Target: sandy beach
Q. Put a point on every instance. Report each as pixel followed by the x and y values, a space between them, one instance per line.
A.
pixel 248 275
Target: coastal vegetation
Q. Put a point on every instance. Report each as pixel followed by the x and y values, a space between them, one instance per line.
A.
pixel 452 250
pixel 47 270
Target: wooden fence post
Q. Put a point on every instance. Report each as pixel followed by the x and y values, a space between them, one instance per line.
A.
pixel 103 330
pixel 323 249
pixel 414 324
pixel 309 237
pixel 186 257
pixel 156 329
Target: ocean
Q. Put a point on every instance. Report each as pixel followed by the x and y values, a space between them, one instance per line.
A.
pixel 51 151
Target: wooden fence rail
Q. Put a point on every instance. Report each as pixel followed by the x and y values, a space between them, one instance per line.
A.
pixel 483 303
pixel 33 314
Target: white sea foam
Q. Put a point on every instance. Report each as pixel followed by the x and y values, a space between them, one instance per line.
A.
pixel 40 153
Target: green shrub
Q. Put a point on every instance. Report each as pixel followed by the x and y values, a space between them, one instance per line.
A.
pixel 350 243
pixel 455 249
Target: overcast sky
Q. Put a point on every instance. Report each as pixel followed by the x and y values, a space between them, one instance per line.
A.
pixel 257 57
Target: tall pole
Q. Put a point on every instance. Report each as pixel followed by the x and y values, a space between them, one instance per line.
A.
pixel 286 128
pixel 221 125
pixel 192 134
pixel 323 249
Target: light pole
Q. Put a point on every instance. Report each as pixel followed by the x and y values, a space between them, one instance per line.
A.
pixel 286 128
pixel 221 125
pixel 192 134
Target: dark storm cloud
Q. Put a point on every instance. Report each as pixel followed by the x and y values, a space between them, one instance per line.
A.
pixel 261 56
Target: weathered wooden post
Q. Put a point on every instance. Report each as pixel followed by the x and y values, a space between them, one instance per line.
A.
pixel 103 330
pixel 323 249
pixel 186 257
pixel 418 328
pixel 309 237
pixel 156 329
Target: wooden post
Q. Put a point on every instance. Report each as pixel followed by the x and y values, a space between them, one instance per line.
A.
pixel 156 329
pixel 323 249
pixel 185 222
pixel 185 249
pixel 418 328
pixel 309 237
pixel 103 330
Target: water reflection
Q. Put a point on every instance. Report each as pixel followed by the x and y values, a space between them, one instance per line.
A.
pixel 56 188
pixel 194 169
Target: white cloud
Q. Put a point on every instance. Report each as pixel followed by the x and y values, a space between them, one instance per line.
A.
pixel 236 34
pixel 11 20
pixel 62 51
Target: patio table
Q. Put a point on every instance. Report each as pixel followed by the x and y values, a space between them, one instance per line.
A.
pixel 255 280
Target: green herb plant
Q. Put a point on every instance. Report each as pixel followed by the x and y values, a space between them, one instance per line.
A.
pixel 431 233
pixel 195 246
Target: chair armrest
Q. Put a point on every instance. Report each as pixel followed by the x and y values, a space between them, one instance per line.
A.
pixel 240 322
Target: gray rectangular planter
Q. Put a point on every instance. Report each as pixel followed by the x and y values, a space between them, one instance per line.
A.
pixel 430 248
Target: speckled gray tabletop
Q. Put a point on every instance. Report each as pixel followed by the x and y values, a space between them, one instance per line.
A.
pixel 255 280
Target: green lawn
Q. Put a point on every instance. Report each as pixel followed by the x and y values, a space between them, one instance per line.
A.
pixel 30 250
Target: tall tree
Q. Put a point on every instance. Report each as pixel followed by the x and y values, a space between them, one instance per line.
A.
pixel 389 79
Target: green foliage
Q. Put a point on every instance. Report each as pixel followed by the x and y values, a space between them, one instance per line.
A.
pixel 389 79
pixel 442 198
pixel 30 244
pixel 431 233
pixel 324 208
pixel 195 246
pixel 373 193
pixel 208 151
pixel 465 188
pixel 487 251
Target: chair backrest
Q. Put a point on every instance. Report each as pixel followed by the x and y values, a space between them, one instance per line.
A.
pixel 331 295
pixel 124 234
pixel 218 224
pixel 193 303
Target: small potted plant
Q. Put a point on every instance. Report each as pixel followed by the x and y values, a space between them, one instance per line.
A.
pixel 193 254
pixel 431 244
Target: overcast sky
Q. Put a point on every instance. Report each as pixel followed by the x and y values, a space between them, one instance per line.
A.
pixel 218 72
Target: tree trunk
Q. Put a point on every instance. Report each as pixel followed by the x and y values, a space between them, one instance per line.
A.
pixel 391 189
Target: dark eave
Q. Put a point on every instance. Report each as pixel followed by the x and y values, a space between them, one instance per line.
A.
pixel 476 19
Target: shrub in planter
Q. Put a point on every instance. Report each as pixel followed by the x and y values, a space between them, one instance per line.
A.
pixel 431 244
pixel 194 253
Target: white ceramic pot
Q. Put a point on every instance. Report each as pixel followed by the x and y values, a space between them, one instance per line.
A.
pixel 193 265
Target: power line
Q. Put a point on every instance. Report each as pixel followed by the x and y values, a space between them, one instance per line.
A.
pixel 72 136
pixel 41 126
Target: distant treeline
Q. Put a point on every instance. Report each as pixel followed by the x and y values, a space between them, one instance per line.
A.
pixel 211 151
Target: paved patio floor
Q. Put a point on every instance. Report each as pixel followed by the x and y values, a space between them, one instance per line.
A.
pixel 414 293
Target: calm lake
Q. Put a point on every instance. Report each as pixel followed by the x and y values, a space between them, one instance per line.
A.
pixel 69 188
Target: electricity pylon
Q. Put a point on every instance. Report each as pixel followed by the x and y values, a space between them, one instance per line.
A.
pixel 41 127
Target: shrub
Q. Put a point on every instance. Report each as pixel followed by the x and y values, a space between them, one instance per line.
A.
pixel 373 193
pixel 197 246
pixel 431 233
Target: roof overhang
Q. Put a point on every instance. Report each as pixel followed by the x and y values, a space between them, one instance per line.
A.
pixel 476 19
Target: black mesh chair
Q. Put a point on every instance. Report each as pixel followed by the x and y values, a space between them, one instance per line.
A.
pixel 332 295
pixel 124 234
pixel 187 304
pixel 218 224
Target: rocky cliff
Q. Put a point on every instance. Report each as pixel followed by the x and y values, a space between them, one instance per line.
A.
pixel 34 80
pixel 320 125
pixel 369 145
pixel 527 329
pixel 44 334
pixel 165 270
====
Exercise directions: Render every line of the records above as a Markdown table with two columns, Row for the row number and Text for the line. Leave out blank lines.

Result:
| Row | Text |
|---|---|
| 1 | Target: sandy beach |
| 2 | Q. Put a point on every instance. Report each as pixel followed by the x and y values, a space between them, one instance per line. |
| 3 | A. |
| 4 | pixel 248 275 |
| 5 | Target: coastal vegetation |
| 6 | Q. Put a point on every instance. Report each as pixel followed by the x and y values, a space between them, one instance per line. |
| 7 | A. |
| 8 | pixel 452 250 |
| 9 | pixel 47 270 |
| 10 | Target: wooden fence post |
| 11 | Q. Put a point on every instance. Report each as pixel followed by the x and y values, a space between them, one instance per line. |
| 12 | A. |
| 13 | pixel 103 330 |
| 14 | pixel 323 249 |
| 15 | pixel 414 324 |
| 16 | pixel 309 237 |
| 17 | pixel 186 257 |
| 18 | pixel 156 329 |
| 19 | Target: ocean |
| 20 | Q. Put a point on every instance. Report each as pixel followed by the x and y values, a space between them, one instance per line. |
| 21 | A. |
| 22 | pixel 51 151 |
| 23 | Target: wooden fence rail |
| 24 | Q. Put a point on every instance. Report each as pixel followed by the x and y values, a space between them, one instance per line. |
| 25 | A. |
| 26 | pixel 483 303 |
| 27 | pixel 33 314 |
| 28 | Target: white sea foam |
| 29 | Q. Put a point on every instance. Report each as pixel followed by the x and y values, a space between them, one instance per line. |
| 30 | A. |
| 31 | pixel 40 153 |
| 32 | Target: green shrub |
| 33 | Q. Put a point on every instance. Report each as pixel followed by the x and y values, a space between them, one instance per line. |
| 34 | A. |
| 35 | pixel 350 243 |
| 36 | pixel 455 249 |
| 37 | Target: overcast sky |
| 38 | Q. Put a point on every instance. Report each as pixel followed by the x and y values, a space between them, one instance per line. |
| 39 | A. |
| 40 | pixel 257 57 |
| 41 | Target: tall pole |
| 42 | Q. Put a point on every instance. Report each as pixel followed by the x and y values, a space between them, one instance per line. |
| 43 | A. |
| 44 | pixel 286 128 |
| 45 | pixel 221 125 |
| 46 | pixel 192 134 |
| 47 | pixel 323 249 |
| 48 | Target: light pole |
| 49 | Q. Put a point on every instance. Report each as pixel followed by the x and y values, a space between them, one instance per line. |
| 50 | A. |
| 51 | pixel 286 128 |
| 52 | pixel 221 125 |
| 53 | pixel 192 134 |
| 54 | Target: dark storm cloud |
| 55 | Q. Put a point on every instance. Report each as pixel followed by the x and y values, a space between them, one instance per line. |
| 56 | A. |
| 57 | pixel 261 56 |
| 58 | Target: weathered wooden post |
| 59 | Q. Put a point on every instance. Report each as pixel followed by the x and y values, a space between them, one instance per line. |
| 60 | A. |
| 61 | pixel 103 330 |
| 62 | pixel 323 249 |
| 63 | pixel 186 257 |
| 64 | pixel 418 328 |
| 65 | pixel 309 237 |
| 66 | pixel 156 329 |
| 67 | Target: wooden post |
| 68 | Q. Put a point on every instance. Report each as pixel followed by the x and y values, a space between them, one instance per line. |
| 69 | A. |
| 70 | pixel 156 329 |
| 71 | pixel 323 249 |
| 72 | pixel 185 222 |
| 73 | pixel 185 249 |
| 74 | pixel 418 328 |
| 75 | pixel 309 237 |
| 76 | pixel 103 330 |
| 77 | Target: water reflection |
| 78 | Q. Put a point on every instance. Report each as pixel followed by the x and y values, a space between them, one instance per line. |
| 79 | A. |
| 80 | pixel 56 188 |
| 81 | pixel 194 169 |
| 82 | Target: white cloud |
| 83 | Q. Put a point on every instance. Report each as pixel followed by the x and y values, a space between them, one instance per line. |
| 84 | A. |
| 85 | pixel 236 34 |
| 86 | pixel 11 20 |
| 87 | pixel 62 51 |
| 88 | Target: patio table |
| 89 | Q. Put a point on every instance. Report each as pixel followed by the x and y values, a space between them, one instance per line. |
| 90 | A. |
| 91 | pixel 255 280 |
| 92 | Target: green herb plant |
| 93 | Q. Put a point on every instance. Report each as pixel followed by the x and y values, a space between them, one instance per line. |
| 94 | A. |
| 95 | pixel 431 233 |
| 96 | pixel 195 246 |
| 97 | Target: chair armrest |
| 98 | Q. Put a point on every instance. Report each as pixel followed by the x and y values, a space between them, one instance per line. |
| 99 | A. |
| 100 | pixel 240 322 |
| 101 | Target: gray rectangular planter |
| 102 | Q. Put a point on every instance. Report each as pixel followed by the x and y values, a space between them, one instance per line. |
| 103 | A. |
| 104 | pixel 430 248 |
| 105 | Target: speckled gray tabletop |
| 106 | Q. Put a point on every instance. Report each as pixel followed by the x and y values, a space between them, one instance per line. |
| 107 | A. |
| 108 | pixel 255 280 |
| 109 | Target: green lawn |
| 110 | Q. Put a point on every instance. Report each as pixel followed by the x and y values, a space between them, one instance per line. |
| 111 | A. |
| 112 | pixel 30 250 |
| 113 | Target: tall tree |
| 114 | Q. Put a point on every instance. Report each as pixel followed by the x and y values, a space between them, one instance per line. |
| 115 | A. |
| 116 | pixel 389 79 |
| 117 | Target: green foliage |
| 118 | Q. Put a point on every instance. Report each as pixel followed by the x and y values, a space between them, one instance per line. |
| 119 | A. |
| 120 | pixel 389 79 |
| 121 | pixel 442 198 |
| 122 | pixel 30 244 |
| 123 | pixel 431 233 |
| 124 | pixel 324 208 |
| 125 | pixel 195 246 |
| 126 | pixel 373 193 |
| 127 | pixel 208 151 |
| 128 | pixel 465 188 |
| 129 | pixel 487 251 |
| 130 | Target: chair backrest |
| 131 | Q. Put a point on every instance. Report each as pixel followed by the x and y values, a space between them, one instance per line. |
| 132 | A. |
| 133 | pixel 331 295 |
| 134 | pixel 124 234 |
| 135 | pixel 218 224 |
| 136 | pixel 193 303 |
| 137 | Target: small potted plant |
| 138 | Q. Put a point on every instance. Report each as pixel followed by the x and y values, a space between them, one instance per line. |
| 139 | A. |
| 140 | pixel 193 254 |
| 141 | pixel 431 244 |
| 142 | Target: overcast sky |
| 143 | Q. Put a point on every instance. Report each as pixel followed by the x and y values, a space between them, one instance per line. |
| 144 | A. |
| 145 | pixel 218 72 |
| 146 | Target: tree trunk |
| 147 | Q. Put a point on every instance. Report each as pixel followed by the x and y values, a space between them, one instance per line. |
| 148 | A. |
| 149 | pixel 391 189 |
| 150 | Target: dark eave |
| 151 | Q. Put a point on every instance. Report each as pixel followed by the x and y values, a space between them, one instance per line. |
| 152 | A. |
| 153 | pixel 476 19 |
| 154 | Target: shrub in planter |
| 155 | Q. Put a point on every instance. Report each as pixel followed by the x and y values, a space between them, one instance per line. |
| 156 | A. |
| 157 | pixel 431 244 |
| 158 | pixel 194 253 |
| 159 | Target: white ceramic pot |
| 160 | Q. Put a point on every instance. Report each as pixel followed by the x and y values, a space between them, one instance per line. |
| 161 | A. |
| 162 | pixel 193 265 |
| 163 | Target: power line |
| 164 | Q. Put a point on every instance. Report each as pixel followed by the x and y values, a space between them, one instance per line. |
| 165 | A. |
| 166 | pixel 72 136 |
| 167 | pixel 41 126 |
| 168 | Target: distant treeline |
| 169 | Q. Put a point on every instance. Report each as pixel followed by the x and y values, a space between them, one instance per line. |
| 170 | A. |
| 171 | pixel 211 151 |
| 172 | Target: paved patio floor |
| 173 | Q. Put a point on every instance. Report each as pixel followed by the x and y values, a space between them, one instance per line. |
| 174 | A. |
| 175 | pixel 414 293 |
| 176 | Target: calm lake |
| 177 | Q. Put a point on every instance. Report each as pixel followed by the x and y values, a space between them, one instance per line. |
| 178 | A. |
| 179 | pixel 69 188 |
| 180 | Target: electricity pylon |
| 181 | Q. Put a point on every instance. Report each as pixel followed by the x and y values, a space between them, one instance per line. |
| 182 | A. |
| 183 | pixel 41 127 |
| 184 | Target: shrub |
| 185 | Q. Put a point on every instance. Report each as pixel followed by the x and y values, a space between them, one instance per line. |
| 186 | A. |
| 187 | pixel 373 193 |
| 188 | pixel 197 246 |
| 189 | pixel 431 233 |
| 190 | Target: roof overhang |
| 191 | Q. Put a point on every instance. Report each as pixel followed by the x and y values, a space between them, one instance per line. |
| 192 | A. |
| 193 | pixel 476 19 |
| 194 | Target: black mesh chair |
| 195 | Q. Put a point on every instance. Report each as pixel followed by the x and y values, a space between them, one instance per line. |
| 196 | A. |
| 197 | pixel 332 295 |
| 198 | pixel 124 234 |
| 199 | pixel 187 304 |
| 200 | pixel 218 224 |
| 201 | Target: rocky cliff |
| 202 | Q. Put a point on every instance. Report each as pixel followed by the x and y values, a space between them, one instance per line. |
| 203 | A. |
| 204 | pixel 34 80 |
| 205 | pixel 320 125 |
| 206 | pixel 369 145 |
| 207 | pixel 527 329 |
| 208 | pixel 44 334 |
| 209 | pixel 165 270 |